SELECTED PASSAGE —

Correspondingly, the H-classification module 218 includes an
H-classification search module 220 and an H-mapping module 218,
which operate similar to the G-classification search modules 210
and the G-mapping modules 208.
[0032] In a first implementation, the hypervisor 214 can assign new
classification values such as new tag values to the already
previously classified first and the second application commands.
The new classification values can be assigned to the first and the
second application commands based on guest IDs associated with the
first guest OS 204-1 and the second guest OS 204-2 by the
hypervisor 214. The guest IDs can be assigned to the first guest OS
204-1 and the second guest OS 204-2 using a variety of workload
management techniques, for example, process resource manager (PRM)
in case of HP-UX OS. These new classification values can be carried
by the first and the second application commands on the physical
interface 216 to prioritize the commands at the target device
104.
[0033] Generally, the hypervisor 214 deploys one or more v-ports to
each of the guest operating systems 204. The number of v-ports that
are associated with a guest operating system depend upon the number
of available physical interfaces 216. In a second implementation,
the hypervisor 214 can classify the previously-tagged first and the
second application commands based on the v-ports to prioritize the
application commands within the host device 202.

SUPPLIED MATERIAL —
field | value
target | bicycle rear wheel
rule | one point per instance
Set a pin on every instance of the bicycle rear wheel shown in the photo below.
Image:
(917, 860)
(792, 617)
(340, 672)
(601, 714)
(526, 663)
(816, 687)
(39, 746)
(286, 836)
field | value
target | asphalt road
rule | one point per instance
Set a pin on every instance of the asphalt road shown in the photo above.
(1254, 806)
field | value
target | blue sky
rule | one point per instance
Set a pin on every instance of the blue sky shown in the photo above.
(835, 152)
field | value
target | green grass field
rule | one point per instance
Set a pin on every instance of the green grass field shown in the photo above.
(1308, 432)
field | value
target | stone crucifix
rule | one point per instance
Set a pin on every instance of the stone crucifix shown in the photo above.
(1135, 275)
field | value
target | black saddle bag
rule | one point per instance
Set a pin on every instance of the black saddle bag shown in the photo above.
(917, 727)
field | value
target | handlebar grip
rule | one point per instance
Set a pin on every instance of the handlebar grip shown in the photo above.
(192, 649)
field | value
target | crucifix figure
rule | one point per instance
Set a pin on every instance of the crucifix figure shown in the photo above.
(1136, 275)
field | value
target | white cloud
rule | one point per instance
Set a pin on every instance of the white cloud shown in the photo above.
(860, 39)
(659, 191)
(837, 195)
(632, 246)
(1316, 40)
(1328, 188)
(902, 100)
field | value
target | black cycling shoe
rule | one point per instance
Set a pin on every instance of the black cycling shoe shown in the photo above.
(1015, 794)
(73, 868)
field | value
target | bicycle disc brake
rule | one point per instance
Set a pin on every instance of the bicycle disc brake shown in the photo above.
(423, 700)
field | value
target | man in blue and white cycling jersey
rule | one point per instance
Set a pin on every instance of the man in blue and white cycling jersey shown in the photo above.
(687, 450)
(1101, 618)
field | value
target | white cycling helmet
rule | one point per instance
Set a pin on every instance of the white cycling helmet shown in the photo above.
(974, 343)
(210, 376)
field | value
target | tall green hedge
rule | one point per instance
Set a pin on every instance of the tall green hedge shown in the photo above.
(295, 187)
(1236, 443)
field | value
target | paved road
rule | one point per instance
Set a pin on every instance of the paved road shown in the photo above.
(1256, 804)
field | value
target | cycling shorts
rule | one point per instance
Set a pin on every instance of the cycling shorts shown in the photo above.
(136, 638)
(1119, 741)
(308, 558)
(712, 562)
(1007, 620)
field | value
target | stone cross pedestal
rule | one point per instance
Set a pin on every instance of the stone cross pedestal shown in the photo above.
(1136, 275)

SET OF TASKS —
[A] Reproduce the rows verbatim, starting at the first row and ending at the line that contains "(1135, 275)".
[B] Write what comes next in the passage on how the hypervisor classifies guest application commands, picking up after its final sentence.

IN RESPONSE —
[A]
field | value
target | bicycle rear wheel
rule | one point per instance
Set a pin on every instance of the bicycle rear wheel shown in the photo below.
Image:
(917, 860)
(792, 617)
(340, 672)
(601, 714)
(526, 663)
(816, 687)
(39, 746)
(286, 836)
field | value
target | asphalt road
rule | one point per instance
Set a pin on every instance of the asphalt road shown in the photo above.
(1254, 806)
field | value
target | blue sky
rule | one point per instance
Set a pin on every instance of the blue sky shown in the photo above.
(835, 152)
field | value
target | green grass field
rule | one point per instance
Set a pin on every instance of the green grass field shown in the photo above.
(1308, 432)
field | value
target | stone crucifix
rule | one point per instance
Set a pin on every instance of the stone crucifix shown in the photo above.
(1135, 275)

[B]
[0034] In another embodiment, the first and the second application
commands may be handled through the v-ports such as NPIV ports. In
an implementation, these application commands can be classified
based on a NPIV port through which a particular application
command, for example, first application command or second
application command, are routed to the target device 104. NPIV port
numbers act as classification values that can be tagged with the
first and the second application commands. These embodiments can
use one or more appropriate mapping tables to deploy these
implementations. The mapping tables are discussed in detail
later.
[0035] In an example, the hypervisor 214 can create, update, and
store mapping tables, hereinafter referred to as H-mapping tables.
Therefore, even in a virtual environment, the application commands
can be classified using the classification values through the
G-classification modules 206, and the H-classification module 218
without modifying the applications generating the commands. Thus,
the classification values associated with the application commands
can be used to deliver application-level QoS at the target device
104.
[0036] FIG. 3 illustrates an exemplary host device for
classification of an application command in accordance with an
embodiment of the present invention. The host device 302 includes
one or more processor(s) 304, one or more interfaces 306, and a
system memory 308. The processor(s) 304 may include, for example,
microprocessors, microcomputers, microcontrollers, digital signal
processors, central processing units, state machines, logic
circuitries, and/or any devices that manipulate signals based on
operational instructions. Among other capabilities, the
processor(s) 304 are configured to fetch and execute
computer-readable instructions stored in the system memory 308.
[0037] The interface(s) 306 can include a variety of software
interfaces, for example, application programming interfaces, or
hardware interfaces, for example, host adaptors, or both to connect
to network devices, such as data servers, computing devices, and so
on. The interface(s) 306 facilitate receipt of classification
values by the host device 302 from the management module 112 and
reliable transmission of application commands to a target device,
such as target device 104.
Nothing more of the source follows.